## To-do list:
• 1. Reproduce the part of the tomato soup text that opens with the words containing "You should get" and closes with "or crushed tomatoes.".
• 2. Rewrite the paragraph of the tomato soup text that begins "You should get the best canned tomatoes" as a short bulleted list that keeps its main facts.

The key for making tomato soup hit that nostalgic, mom-cooked-it feeling is in the texture. American tomato soup is smooth above all else, a puree to end all purees, silky and homogenous throughout. A classic tomato soup does not have chunks of tomatoes. (That’s some kind of Italian shit; get it out of here!) Your tools to achieve the right texture are two-fold: fat and a good immersion blender.

(Immersion blenders, or stick blenders, are great tools because you barely have to wash them. Have you ever washed a blender or a food processor? I would rather just eat a chickpea salad than be bothered to make hummus because I know hummus requires cleaning the god damn sharp blades and irregular containers with weird holes and contours all over them. Most of my recipes have some kind of idiot sacrifice in them that I made to keep the number of dirty dishes as low as possible. When shopping for one, don’t get the cheapest one; you want your blender to have at least two speeds and some decent power, or else you’ll never get as smooth a puree as you want. I have this one from Cuisinart and it works pretty good, though The Sweet Home recommends this one from Breville if you want a fancy one.)

You should get the best canned tomatoes you can for this, but honestly if all you can find is, like, Hunt’s, that is also totally fine. It doesn’t matter as much as you might think, and, as Serious Eats proved, the fact that a can says “San Marzano” on it means precisely nothing about the quality of the tomatoes within. I have a couple of favorite brands — Muir Glen, Cento, the Whole Foods house brand — but, especially if you’re going to be adding a lot of spices, don’t worry about getting real pricey ones. Definitely get the kind that’s whole plum tomatoes; you’re going to break it down anyway and I think the whole ones always taste more tomato-y than the cans of diced or pureed or crushed tomatoes.

These are ultimately all quibbles, because tomato soup is really easy to make. And cheap. And healthy. And very flexible: It’s a great base to experiment with spices to find out just how many different cuisines you can make out of a very simple dish. Here’s the basic recipe and some of those variations.

## Items:
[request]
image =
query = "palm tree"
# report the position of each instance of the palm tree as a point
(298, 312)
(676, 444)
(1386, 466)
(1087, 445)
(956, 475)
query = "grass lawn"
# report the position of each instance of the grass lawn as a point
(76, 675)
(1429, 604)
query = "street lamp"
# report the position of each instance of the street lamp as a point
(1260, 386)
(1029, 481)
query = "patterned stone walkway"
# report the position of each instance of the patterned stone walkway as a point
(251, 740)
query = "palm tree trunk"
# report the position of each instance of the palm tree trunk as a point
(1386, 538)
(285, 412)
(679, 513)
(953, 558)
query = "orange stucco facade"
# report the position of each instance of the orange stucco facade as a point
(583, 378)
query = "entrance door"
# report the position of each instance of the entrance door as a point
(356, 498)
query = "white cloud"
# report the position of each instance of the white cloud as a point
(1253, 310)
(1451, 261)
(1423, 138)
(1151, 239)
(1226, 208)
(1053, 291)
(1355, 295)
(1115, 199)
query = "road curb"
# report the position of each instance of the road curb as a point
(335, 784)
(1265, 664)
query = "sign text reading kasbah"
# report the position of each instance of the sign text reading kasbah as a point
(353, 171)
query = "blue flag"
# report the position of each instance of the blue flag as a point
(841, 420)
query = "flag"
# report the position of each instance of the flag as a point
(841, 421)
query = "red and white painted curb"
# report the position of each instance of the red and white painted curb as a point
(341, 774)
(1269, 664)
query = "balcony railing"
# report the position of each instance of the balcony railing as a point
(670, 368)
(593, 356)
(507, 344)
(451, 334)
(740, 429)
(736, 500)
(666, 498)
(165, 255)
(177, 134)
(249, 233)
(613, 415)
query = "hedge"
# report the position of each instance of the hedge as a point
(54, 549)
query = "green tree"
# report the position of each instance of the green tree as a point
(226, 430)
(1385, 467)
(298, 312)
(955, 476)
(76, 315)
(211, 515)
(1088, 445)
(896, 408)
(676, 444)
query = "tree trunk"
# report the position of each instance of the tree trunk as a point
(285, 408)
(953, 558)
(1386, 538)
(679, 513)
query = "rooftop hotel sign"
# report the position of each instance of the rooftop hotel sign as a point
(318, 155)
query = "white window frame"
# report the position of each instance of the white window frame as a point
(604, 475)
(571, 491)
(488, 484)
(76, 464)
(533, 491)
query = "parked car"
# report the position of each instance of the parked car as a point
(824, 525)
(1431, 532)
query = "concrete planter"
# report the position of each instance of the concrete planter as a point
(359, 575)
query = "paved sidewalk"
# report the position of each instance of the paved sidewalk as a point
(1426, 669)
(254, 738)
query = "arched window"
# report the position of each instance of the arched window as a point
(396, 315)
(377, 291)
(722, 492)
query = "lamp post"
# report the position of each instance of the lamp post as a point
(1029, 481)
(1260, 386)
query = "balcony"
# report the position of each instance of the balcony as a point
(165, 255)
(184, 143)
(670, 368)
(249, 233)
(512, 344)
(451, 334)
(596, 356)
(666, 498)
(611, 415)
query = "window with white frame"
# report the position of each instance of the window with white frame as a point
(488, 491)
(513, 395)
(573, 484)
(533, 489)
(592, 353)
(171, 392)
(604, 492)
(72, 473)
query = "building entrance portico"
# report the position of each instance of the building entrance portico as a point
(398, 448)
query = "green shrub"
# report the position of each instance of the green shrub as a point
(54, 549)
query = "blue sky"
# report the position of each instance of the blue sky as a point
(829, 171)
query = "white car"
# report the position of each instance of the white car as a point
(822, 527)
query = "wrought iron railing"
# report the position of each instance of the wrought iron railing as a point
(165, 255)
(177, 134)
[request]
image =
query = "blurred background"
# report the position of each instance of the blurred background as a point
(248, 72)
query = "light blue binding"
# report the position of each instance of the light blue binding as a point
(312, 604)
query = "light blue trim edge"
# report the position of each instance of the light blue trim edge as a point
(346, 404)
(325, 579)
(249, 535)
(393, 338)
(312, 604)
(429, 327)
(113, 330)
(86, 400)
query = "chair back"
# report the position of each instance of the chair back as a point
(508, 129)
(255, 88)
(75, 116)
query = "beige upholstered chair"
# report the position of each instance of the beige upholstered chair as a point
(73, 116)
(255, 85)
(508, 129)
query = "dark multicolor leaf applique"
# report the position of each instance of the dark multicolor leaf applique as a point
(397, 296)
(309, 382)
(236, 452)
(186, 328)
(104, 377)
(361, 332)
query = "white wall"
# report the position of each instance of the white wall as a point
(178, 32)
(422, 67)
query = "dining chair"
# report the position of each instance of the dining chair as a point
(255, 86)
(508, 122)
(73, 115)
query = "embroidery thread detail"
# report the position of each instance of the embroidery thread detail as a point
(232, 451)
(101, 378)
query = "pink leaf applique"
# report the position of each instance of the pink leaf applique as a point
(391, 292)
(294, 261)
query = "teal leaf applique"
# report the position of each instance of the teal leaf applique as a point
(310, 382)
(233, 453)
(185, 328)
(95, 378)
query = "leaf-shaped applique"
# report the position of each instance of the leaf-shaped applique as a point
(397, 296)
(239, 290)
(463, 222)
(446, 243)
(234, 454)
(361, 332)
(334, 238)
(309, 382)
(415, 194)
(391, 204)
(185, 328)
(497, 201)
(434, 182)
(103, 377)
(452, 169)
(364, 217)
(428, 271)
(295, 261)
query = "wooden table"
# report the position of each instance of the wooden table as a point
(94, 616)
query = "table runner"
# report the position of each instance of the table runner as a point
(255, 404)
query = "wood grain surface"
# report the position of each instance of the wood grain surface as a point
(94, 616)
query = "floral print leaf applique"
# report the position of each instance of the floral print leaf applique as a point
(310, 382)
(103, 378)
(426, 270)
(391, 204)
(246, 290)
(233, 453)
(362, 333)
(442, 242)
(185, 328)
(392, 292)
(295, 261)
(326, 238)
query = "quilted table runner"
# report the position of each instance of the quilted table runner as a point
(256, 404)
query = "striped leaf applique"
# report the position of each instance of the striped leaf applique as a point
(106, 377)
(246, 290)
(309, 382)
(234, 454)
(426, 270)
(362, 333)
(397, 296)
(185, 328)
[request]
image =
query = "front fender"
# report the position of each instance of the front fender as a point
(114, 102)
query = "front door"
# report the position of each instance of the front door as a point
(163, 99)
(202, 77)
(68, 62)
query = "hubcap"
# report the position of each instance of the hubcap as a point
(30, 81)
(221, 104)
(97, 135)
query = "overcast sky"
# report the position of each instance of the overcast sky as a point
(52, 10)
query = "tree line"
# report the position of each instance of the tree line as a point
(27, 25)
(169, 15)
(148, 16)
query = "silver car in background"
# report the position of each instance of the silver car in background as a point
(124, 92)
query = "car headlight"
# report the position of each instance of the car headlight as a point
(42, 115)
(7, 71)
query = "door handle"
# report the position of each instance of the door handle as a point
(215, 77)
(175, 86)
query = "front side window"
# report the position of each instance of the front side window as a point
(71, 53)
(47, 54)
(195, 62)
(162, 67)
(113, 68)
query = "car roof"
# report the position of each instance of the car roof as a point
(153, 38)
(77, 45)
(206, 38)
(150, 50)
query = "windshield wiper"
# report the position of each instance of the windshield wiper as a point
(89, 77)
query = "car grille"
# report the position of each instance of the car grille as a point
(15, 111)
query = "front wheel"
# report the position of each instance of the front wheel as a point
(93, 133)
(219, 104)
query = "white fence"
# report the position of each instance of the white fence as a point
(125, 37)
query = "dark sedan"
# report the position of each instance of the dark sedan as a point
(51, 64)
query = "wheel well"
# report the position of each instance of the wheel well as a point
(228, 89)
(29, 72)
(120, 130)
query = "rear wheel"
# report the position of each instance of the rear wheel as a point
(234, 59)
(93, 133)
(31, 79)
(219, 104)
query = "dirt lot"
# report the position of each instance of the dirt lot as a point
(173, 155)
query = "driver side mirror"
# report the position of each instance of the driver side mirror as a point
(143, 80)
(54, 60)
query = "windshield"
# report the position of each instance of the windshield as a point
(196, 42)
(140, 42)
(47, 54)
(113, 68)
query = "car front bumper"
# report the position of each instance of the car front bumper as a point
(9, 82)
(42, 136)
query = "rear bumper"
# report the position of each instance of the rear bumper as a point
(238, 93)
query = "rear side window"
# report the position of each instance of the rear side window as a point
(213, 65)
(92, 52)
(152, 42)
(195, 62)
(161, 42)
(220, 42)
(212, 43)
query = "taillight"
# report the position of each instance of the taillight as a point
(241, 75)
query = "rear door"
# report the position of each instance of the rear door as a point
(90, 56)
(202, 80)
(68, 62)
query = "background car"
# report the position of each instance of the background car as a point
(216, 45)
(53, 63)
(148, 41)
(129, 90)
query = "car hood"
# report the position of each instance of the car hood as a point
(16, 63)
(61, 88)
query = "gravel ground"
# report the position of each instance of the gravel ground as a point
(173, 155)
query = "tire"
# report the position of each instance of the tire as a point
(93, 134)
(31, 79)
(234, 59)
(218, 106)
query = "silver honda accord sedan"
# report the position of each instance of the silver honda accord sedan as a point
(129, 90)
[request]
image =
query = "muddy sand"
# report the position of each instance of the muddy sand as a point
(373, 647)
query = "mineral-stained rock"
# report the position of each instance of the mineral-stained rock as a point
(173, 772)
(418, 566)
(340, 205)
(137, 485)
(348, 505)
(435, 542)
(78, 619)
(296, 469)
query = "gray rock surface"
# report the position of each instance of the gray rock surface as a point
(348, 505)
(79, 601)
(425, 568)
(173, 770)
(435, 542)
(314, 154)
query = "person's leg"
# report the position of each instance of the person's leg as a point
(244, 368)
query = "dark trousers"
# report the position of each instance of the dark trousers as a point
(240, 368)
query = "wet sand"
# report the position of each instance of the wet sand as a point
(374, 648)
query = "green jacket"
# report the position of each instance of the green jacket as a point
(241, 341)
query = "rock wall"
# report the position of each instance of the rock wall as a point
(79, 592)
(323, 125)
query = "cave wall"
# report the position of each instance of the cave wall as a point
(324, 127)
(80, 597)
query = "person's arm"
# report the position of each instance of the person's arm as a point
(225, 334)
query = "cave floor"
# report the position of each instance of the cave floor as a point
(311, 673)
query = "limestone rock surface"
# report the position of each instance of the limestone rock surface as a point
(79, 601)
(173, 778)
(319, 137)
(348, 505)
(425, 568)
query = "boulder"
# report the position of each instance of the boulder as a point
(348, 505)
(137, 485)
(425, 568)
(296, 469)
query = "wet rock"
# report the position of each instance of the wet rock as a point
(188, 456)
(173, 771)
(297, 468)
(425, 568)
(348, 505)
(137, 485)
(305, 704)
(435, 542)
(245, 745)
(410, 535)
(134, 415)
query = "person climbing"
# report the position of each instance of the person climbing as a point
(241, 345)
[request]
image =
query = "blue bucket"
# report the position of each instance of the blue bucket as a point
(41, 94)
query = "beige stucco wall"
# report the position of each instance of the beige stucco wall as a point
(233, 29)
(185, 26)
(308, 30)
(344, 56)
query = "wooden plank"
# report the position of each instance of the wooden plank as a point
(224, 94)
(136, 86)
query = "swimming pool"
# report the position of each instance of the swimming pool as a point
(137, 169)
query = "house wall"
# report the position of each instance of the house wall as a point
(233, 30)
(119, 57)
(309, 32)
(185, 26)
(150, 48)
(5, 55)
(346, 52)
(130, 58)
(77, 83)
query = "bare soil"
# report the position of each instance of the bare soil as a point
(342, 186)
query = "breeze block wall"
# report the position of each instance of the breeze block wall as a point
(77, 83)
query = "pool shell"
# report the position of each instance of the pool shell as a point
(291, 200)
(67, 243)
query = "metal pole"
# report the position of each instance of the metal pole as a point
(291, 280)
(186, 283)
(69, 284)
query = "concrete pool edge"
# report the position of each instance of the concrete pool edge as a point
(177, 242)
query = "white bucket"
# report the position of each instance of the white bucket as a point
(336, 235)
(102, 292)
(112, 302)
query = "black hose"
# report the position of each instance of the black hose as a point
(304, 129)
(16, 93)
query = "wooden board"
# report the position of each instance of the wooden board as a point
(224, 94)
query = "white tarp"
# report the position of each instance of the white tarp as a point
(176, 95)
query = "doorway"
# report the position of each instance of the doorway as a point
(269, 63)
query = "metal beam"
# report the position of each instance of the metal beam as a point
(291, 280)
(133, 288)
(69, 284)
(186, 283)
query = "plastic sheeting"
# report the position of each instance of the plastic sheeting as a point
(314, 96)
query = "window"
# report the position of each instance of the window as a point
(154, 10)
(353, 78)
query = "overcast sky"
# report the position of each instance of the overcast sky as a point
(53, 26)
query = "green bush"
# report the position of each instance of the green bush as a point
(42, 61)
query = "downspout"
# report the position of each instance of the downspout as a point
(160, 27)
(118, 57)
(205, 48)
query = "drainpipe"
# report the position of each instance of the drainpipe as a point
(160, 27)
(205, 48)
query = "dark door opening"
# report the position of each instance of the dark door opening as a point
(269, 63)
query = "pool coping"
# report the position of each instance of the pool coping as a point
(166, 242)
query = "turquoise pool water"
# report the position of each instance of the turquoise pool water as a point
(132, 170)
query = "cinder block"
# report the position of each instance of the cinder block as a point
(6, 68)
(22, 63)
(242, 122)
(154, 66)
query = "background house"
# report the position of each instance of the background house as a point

## Results of the tasks:
• 1.
You should get the best canned tomatoes you can for this, but honestly if all you can find is, like, Hunt’s, that is also totally fine. It doesn’t matter as much as you might think, and, as Serious Eats proved, the fact that a can says “San Marzano” on it means precisely nothing about the quality of the tomatoes within. I have a couple of favorite brands — Muir Glen, Cento, the Whole Foods house brand — but, especially if you’re going to be adding a lot of spices, don’t worry about getting real pricey ones. Definitely get the kind that’s whole plum tomatoes; you’re going to break it down anyway and I think the whole ones always taste more tomato-y than the cans of diced or pureed or crushed tomatoes.

• 2.
- Buy the best canned tomatoes you can, though a basic brand like Hunt's is fine.
- Brand matters less than you might think; as Serious Eats showed, a "San Marzano" label says nothing about the quality of the tomatoes.
- Favorite brands are Muir Glen, Cento, and the Whole Foods house brand, but pricey ones aren't needed, especially if you add a lot of spices.
- Choose whole plum tomatoes over diced, pureed, or crushed, since they get broken down anyway and taste more tomato-y.